_Work to complete_
When you repeat the listing, keep every character as it is.

_Provided data_
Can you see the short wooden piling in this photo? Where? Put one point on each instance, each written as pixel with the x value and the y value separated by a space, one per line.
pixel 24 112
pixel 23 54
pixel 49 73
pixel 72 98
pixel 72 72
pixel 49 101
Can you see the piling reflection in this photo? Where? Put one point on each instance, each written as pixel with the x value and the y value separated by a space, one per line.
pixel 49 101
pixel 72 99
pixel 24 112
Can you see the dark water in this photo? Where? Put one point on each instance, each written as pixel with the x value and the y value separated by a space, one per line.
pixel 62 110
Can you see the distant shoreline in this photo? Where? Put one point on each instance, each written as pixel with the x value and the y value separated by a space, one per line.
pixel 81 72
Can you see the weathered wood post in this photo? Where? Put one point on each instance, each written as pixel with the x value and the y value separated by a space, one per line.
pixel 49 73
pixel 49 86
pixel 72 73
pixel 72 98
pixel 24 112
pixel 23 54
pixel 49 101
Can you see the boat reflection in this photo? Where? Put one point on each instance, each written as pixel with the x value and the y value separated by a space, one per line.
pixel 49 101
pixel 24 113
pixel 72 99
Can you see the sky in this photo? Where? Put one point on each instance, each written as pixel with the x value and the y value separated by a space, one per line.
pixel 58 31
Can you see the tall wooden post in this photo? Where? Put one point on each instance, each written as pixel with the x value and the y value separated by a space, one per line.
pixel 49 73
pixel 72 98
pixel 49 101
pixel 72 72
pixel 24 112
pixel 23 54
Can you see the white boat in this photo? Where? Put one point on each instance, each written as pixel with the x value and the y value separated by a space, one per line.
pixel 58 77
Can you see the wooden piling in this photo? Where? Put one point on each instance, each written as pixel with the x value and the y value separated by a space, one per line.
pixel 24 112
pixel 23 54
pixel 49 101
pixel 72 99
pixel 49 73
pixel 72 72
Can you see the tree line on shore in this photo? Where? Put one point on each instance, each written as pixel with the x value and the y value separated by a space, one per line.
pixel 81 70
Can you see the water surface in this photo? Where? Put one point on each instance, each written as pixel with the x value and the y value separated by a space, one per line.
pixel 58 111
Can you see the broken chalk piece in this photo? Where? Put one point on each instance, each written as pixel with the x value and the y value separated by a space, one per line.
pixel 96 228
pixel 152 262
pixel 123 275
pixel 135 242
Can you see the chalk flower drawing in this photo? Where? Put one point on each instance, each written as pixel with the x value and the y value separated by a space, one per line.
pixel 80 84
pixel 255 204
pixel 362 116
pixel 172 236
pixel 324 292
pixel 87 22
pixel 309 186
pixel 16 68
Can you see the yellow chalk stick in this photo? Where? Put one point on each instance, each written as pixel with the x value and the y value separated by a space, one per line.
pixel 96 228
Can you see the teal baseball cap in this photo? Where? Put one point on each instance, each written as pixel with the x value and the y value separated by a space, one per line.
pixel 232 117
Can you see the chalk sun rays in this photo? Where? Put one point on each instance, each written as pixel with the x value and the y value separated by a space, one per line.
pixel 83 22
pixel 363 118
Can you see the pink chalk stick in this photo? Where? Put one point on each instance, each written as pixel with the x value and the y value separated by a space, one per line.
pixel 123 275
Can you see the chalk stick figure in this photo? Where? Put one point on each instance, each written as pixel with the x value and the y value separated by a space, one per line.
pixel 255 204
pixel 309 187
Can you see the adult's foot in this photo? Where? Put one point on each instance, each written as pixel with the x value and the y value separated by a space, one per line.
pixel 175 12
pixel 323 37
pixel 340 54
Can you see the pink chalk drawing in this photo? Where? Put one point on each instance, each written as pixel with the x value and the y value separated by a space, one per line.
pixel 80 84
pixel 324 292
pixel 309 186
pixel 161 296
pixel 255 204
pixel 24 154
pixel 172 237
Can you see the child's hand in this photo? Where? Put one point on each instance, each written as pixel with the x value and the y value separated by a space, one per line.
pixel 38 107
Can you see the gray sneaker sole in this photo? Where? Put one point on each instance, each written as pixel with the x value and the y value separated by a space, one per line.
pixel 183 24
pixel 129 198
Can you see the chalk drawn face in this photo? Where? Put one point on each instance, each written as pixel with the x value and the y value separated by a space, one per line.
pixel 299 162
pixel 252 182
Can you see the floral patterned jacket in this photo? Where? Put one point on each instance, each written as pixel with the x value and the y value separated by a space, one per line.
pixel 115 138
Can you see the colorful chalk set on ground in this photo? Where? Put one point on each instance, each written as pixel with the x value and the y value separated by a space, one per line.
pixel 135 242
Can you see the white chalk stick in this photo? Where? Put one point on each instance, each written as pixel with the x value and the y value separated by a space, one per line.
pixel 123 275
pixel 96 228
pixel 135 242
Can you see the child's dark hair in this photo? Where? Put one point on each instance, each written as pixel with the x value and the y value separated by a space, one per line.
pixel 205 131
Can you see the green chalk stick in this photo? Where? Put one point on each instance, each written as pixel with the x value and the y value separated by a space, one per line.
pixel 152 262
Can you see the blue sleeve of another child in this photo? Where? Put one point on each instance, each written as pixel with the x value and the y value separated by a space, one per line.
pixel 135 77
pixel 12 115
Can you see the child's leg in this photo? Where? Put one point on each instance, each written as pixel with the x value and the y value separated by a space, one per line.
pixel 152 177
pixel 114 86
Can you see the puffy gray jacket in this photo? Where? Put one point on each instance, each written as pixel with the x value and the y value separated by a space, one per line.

_Written answer_
Can you see the short wooden piling in this photo? Where? Put one point on each instance, each written as pixel with the x value and the y value separated by a space, one per line.
pixel 24 112
pixel 23 54
pixel 49 73
pixel 72 98
pixel 72 72
pixel 49 101
Can you see the piling reflection in this photo? Where? Put one point on each instance, each written as pixel with the x value and the y value separated by a space, one per line.
pixel 49 101
pixel 72 99
pixel 24 112
Can you see the dark water in this photo? Where? Put one point on each instance, each written as pixel with the x value and the y value separated by a space, one per line.
pixel 62 110
Can you see the distant shoreline in this photo? Where? Put one point on each instance, each written as pixel with the x value and the y value separated by a space, one per line.
pixel 81 72
Can you see the weathered wood post in this photo? Where? Put one point on each instance, each written as pixel with the x value and the y value separated by a space, one per line.
pixel 49 73
pixel 49 86
pixel 72 73
pixel 72 98
pixel 24 112
pixel 23 54
pixel 49 101
Can you see the boat reflection in this photo? Where? Put one point on each instance, each written as pixel with the x value and the y value separated by a space, one per line.
pixel 49 101
pixel 24 113
pixel 72 99
Can you see the sky in this photo? Where? Put one point on each instance, each written as pixel with the x value and the y value separated by a space, one per line.
pixel 58 31
Can you see the tall wooden post in this photo? Where? Put one point on each instance, each written as pixel with the x value and the y value separated by a space, one per line.
pixel 49 73
pixel 72 98
pixel 49 101
pixel 72 72
pixel 24 112
pixel 23 54
Can you see the white boat in this photo? Where? Put one point on each instance, each written as pixel with the x value and the y value separated by a space, one per line.
pixel 58 77
Can you see the wooden piling in this photo? Where? Put one point on each instance, each written as pixel with the x value and the y value separated by a space, one per line.
pixel 24 112
pixel 23 54
pixel 49 101
pixel 72 99
pixel 49 73
pixel 72 72
Can you see the tree line on shore in this photo? Where? Put one point on each instance, each written as pixel with the x value and the y value separated by a space, one per line.
pixel 81 70
Can you see the water surface in this photo? Where? Put one point on each instance, each written as pixel with the x value and the y value separated by a space, one per line.
pixel 58 111
Can you see the broken chalk piece in this photo? Where? Put one point on each instance, each written as pixel with the x value and the y value separated by a space, one per line.
pixel 96 228
pixel 152 262
pixel 123 275
pixel 135 242
Can you see the chalk flower drawing in this photo? Where? Put one point on each instance, each written as pixel with the x value and the y value separated by a space, one per line.
pixel 80 84
pixel 255 204
pixel 362 116
pixel 172 236
pixel 324 292
pixel 87 22
pixel 309 186
pixel 16 68
Can you see the yellow chalk stick in this photo? Where? Put one point on each instance, each written as pixel with the x value and the y value separated by a space, one per line.
pixel 96 228
Can you see the teal baseball cap in this photo? Where? Put one point on each instance, each written as pixel with the x value and the y value separated by a space, one per line.
pixel 232 117
Can you see the chalk sun rays in this photo? Where? Put one point on each instance, each written as pixel with the x value and the y value separated by a space, one per line.
pixel 83 22
pixel 363 118
Can you see the pink chalk stick in this photo? Where? Put one point on each instance, each written as pixel with the x value and the y value separated by a space, one per line.
pixel 123 275
Can you see the chalk stick figure in this photo? Where? Put one point on each instance, each written as pixel with the x value and the y value separated by a space, one per line.
pixel 255 204
pixel 309 187
Can you see the adult's foot in this photo? Where? Put one point on each instance, each written as pixel with the x value and the y value separated by a space, one per line.
pixel 175 12
pixel 323 37
pixel 340 54
Can you see the pink chalk drawing in this photo? Where? Put one point on each instance, each written as pixel with the x value and the y value separated by a space, one per line.
pixel 80 84
pixel 324 292
pixel 309 186
pixel 161 296
pixel 255 204
pixel 24 154
pixel 172 237
Can you see the child's hand in this photo? Where? Put one point on each instance, each written as pixel with the x value and the y value separated by a space, one per line.
pixel 38 107
Can you see the gray sneaker sole in this photo? Where? Put one point on each instance, each written as pixel with the x value and the y value separated by a space, one per line.
pixel 183 24
pixel 129 198
Can you see the chalk drawn face in this photo? Where? Put one point on each instance, each written as pixel with the x value and the y value separated by a space, one per line.
pixel 299 162
pixel 252 182
Can you see the floral patterned jacket in this photo? Where? Put one point on each instance, each written as pixel with the x value and the y value separated by a space, one per line.
pixel 115 138
Can you see the colorful chalk set on ground in this photo? Where? Put one point on each instance, each written as pixel with the x value and the y value separated by a space, one per line.
pixel 135 242
Can you see the white chalk stick in this photo? Where? Put one point on each instance, each written as pixel with the x value and the y value separated by a space, one per line.
pixel 123 275
pixel 96 228
pixel 135 242
Can you see the child's dark hair in this photo? Where? Put one point on each instance, each written as pixel with the x value and the y value separated by a space, one per line.
pixel 205 131
Can you see the green chalk stick in this photo? Where? Put one point on each instance, each written as pixel with the x value and the y value separated by a space, one per line.
pixel 152 262
Can you see the blue sleeve of another child in this photo? Where? Put one point on each instance, each written as pixel with the x value and the y value separated by a space, one per line.
pixel 135 77
pixel 12 115
Can you see the child's leg in this photo? Where? Put one point on each instance, each written as pixel with the x value and the y value separated by a space, one per line.
pixel 152 177
pixel 114 86
Can you see the puffy gray jacket in this photo? Where? Put one point on each instance, each written as pixel with the x value and the y value separated by a space, one per line.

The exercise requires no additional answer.